_Written exercise:_ Output every one of the records below line for line, with no changes, and leave the pictures out of your answer.

Records drawn from a data source:
══════════════════════════════
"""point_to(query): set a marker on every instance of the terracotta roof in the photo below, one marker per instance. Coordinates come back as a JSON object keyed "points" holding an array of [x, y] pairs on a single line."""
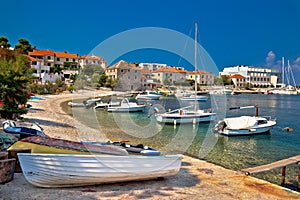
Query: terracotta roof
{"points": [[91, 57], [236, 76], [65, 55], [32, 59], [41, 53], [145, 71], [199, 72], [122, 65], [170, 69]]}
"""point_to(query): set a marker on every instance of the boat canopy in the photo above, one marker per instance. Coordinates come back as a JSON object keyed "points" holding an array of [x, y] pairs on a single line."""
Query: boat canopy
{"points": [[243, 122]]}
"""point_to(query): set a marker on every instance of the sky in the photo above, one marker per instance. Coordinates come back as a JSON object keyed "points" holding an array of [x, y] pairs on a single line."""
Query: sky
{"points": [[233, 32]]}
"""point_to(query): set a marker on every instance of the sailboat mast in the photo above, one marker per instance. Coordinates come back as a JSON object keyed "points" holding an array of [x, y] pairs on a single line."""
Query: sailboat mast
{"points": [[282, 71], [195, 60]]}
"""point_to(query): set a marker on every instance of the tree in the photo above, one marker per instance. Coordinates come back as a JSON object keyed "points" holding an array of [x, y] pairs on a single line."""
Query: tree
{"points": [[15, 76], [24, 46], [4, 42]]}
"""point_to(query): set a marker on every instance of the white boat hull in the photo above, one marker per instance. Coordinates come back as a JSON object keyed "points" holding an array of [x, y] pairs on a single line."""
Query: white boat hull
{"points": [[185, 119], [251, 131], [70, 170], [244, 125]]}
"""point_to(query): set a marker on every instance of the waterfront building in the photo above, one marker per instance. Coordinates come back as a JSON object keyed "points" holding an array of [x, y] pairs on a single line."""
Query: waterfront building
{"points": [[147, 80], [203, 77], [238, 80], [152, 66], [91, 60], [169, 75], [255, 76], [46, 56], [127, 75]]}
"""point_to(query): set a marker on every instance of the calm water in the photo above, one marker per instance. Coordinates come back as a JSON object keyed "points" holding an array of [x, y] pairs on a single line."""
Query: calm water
══════════════════════════════
_Reply to the task:_
"""point_to(query): set a marker on every instance of the terracotta roof in the photo below, one marker per instance. Coordinates come back as a JSON object keyed "points" holding an array of [x, y] pairs on a single line."""
Query: terracotta roof
{"points": [[91, 57], [236, 76], [65, 55], [32, 59], [41, 53], [145, 71], [199, 72], [122, 65], [170, 69]]}
"""point_to(query): set a marker on every instance of the boat canopy in the photo above, one marker per instance. Coordinates come back as a JSON object keyed "points" holding an array of [x, y] pairs on a single line."""
Query: boat canopy
{"points": [[243, 122]]}
"""point_to(query): set a marker on every instance of the sky in the photo above, one marker per instance. Coordinates come back as a JSON object keyed "points" holding an array of [x, y] pairs on a single line."""
Query: sky
{"points": [[233, 32]]}
"""point_to(query): set a marker on every instance of the sailboat mast in the photo above, one marker per instance. Coordinates come back as a JSON object keyed "points" holding an array of [x, y] pairs on a single line."""
Query: sailboat mast
{"points": [[282, 71], [195, 60]]}
"""point_to(query): set a marker on every instance of the tree in the photo above, one marker per instance. Coordinates come back as a JSON object keyed "points" holding an array of [x, y] pairs on a single line."""
Query: tree
{"points": [[15, 76], [24, 46], [4, 42]]}
"""point_to(query): set a marker on every instance of the white boat hull in the photo above, one marker per instance. Coordinates come back as a JSON object keyed "points" holding an array of [x, y] pairs on a single line."""
Query: white boat hull
{"points": [[185, 119], [251, 131], [70, 170], [244, 125]]}
"""point_to(query): set a marker on every instance of the waterfront building in the photo above, one marker per instance. Coordinates come back as a JSON object keyed "points" holding an array of [x, y] pairs on a single line."""
Query: waterfront building
{"points": [[147, 80], [203, 77], [238, 80], [152, 66], [91, 60], [169, 75], [255, 76], [46, 56], [127, 75]]}
"""point_to(query): set a marker on every instance of the calm water in the photo above, one marker per instance. Coordinates come back as a JSON object keyed "points" holding an array of [x, y] pairs on a single line."""
Query: calm water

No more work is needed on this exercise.